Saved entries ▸
....

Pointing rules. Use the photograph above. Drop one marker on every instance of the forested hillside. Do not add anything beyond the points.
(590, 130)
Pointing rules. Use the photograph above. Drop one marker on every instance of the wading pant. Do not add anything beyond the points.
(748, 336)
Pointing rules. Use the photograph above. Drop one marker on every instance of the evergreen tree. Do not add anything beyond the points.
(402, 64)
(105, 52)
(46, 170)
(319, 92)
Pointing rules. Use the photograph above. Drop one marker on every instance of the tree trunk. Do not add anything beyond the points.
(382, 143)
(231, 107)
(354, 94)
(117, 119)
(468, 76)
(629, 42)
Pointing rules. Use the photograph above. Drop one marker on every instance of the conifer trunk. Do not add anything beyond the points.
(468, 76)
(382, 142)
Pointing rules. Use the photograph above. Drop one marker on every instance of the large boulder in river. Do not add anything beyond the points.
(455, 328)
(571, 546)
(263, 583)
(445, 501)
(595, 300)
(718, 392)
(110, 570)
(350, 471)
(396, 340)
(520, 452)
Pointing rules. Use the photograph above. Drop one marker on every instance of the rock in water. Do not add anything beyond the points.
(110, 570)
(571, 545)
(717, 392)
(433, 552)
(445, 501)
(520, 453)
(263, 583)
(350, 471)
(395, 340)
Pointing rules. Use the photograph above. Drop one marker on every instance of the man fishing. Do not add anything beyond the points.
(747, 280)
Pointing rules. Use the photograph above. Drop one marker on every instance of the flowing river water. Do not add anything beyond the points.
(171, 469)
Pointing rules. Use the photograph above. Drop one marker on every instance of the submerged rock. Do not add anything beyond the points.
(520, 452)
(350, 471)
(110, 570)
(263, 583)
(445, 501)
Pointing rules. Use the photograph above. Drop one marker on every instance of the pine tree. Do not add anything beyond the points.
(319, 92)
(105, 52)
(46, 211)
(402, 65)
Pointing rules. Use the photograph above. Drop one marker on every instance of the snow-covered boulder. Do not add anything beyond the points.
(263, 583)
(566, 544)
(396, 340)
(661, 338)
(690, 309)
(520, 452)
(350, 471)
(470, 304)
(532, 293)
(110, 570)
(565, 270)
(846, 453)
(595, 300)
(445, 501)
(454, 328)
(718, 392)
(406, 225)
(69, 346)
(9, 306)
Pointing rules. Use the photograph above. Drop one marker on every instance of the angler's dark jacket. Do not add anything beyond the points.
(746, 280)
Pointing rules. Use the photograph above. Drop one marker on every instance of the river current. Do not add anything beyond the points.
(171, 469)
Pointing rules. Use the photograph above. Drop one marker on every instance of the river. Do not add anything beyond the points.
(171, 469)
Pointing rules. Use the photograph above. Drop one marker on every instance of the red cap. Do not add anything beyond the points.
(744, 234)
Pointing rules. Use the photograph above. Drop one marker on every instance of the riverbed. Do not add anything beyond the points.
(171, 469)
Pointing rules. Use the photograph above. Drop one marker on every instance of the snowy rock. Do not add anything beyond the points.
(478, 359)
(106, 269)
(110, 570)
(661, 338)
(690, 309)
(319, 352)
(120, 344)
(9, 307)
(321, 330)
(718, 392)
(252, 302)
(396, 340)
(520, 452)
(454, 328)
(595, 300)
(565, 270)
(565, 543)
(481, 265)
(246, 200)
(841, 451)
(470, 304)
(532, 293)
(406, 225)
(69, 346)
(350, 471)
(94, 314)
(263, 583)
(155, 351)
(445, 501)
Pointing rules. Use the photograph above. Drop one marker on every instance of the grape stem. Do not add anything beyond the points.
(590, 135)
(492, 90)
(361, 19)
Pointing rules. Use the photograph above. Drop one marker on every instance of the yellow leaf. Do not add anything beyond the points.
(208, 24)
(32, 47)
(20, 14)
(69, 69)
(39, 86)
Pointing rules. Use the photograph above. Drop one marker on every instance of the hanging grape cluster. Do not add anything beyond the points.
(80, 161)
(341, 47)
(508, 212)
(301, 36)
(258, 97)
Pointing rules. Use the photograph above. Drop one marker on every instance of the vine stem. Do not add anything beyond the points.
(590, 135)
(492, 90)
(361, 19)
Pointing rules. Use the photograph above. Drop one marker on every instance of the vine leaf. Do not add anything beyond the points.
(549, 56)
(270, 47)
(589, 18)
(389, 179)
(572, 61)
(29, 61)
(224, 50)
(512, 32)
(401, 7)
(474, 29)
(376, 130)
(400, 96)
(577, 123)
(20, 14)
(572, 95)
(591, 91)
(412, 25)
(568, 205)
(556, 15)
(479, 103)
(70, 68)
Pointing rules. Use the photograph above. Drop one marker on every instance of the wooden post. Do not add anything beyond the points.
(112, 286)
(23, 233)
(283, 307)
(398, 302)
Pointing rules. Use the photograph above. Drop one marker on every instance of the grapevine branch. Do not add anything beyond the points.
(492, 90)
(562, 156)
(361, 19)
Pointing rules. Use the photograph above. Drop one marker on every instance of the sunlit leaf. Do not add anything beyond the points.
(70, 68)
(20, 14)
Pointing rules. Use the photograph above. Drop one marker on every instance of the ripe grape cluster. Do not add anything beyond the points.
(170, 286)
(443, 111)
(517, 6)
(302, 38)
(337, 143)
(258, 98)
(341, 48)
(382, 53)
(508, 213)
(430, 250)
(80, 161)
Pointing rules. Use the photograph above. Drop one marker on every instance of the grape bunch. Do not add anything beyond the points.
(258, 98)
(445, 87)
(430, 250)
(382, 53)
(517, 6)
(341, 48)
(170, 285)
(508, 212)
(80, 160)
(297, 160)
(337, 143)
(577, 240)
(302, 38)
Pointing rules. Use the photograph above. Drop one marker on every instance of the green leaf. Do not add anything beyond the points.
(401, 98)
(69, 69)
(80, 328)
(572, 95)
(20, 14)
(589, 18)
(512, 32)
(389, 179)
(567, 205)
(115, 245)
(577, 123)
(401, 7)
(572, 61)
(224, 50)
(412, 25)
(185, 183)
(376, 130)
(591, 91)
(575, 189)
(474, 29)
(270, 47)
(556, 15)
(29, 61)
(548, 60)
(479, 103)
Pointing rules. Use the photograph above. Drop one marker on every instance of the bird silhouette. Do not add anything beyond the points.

....

GIVEN PROBLEM ▸
From the "post. Do not add anything beyond the points." line to the close of the listing, restate each line word for word.

WRITTEN SOLUTION ▸
Pointing rules. Use the photograph above. Drop one marker on every instance of the wooden post. Do not add anything beyond the points.
(112, 286)
(23, 233)
(283, 307)
(398, 302)
Pointing rules. Use the photograph above. Drop one marker on every instance of the grapevine branch. Do not add anything beyond the points.
(492, 90)
(562, 156)
(361, 19)
Pointing rules. Use the photograph above. Drop one marker on every instance of the sunlit leaf. Do not add anything beyond the points.
(70, 68)
(20, 14)
Pointing rules. Use the photograph above. Drop one marker on every instance of the ripe grape cluster. Do not add anything beyond the points.
(170, 286)
(443, 111)
(517, 6)
(302, 38)
(337, 143)
(258, 98)
(341, 48)
(382, 53)
(508, 213)
(430, 250)
(80, 161)
Pointing rules. Use the photograph above. Drop one marker on every instance of the grape bunch. Do not add anything beyond the points.
(258, 98)
(445, 87)
(430, 250)
(382, 53)
(517, 6)
(341, 48)
(170, 285)
(508, 212)
(80, 160)
(297, 160)
(337, 143)
(577, 240)
(302, 38)
Pointing rules. Use the photograph above. Drop one marker on every instance of the green leaf. Do not add anything beyond the points.
(401, 98)
(69, 69)
(80, 328)
(572, 95)
(20, 14)
(589, 18)
(512, 32)
(389, 179)
(567, 205)
(115, 245)
(577, 123)
(401, 7)
(572, 61)
(224, 50)
(412, 25)
(185, 183)
(376, 130)
(591, 91)
(575, 189)
(474, 29)
(270, 47)
(556, 15)
(29, 61)
(548, 60)
(479, 103)
Pointing rules. Use the photograph above. Drop one marker on every instance of the bird silhouette. Do not add anything beyond the points.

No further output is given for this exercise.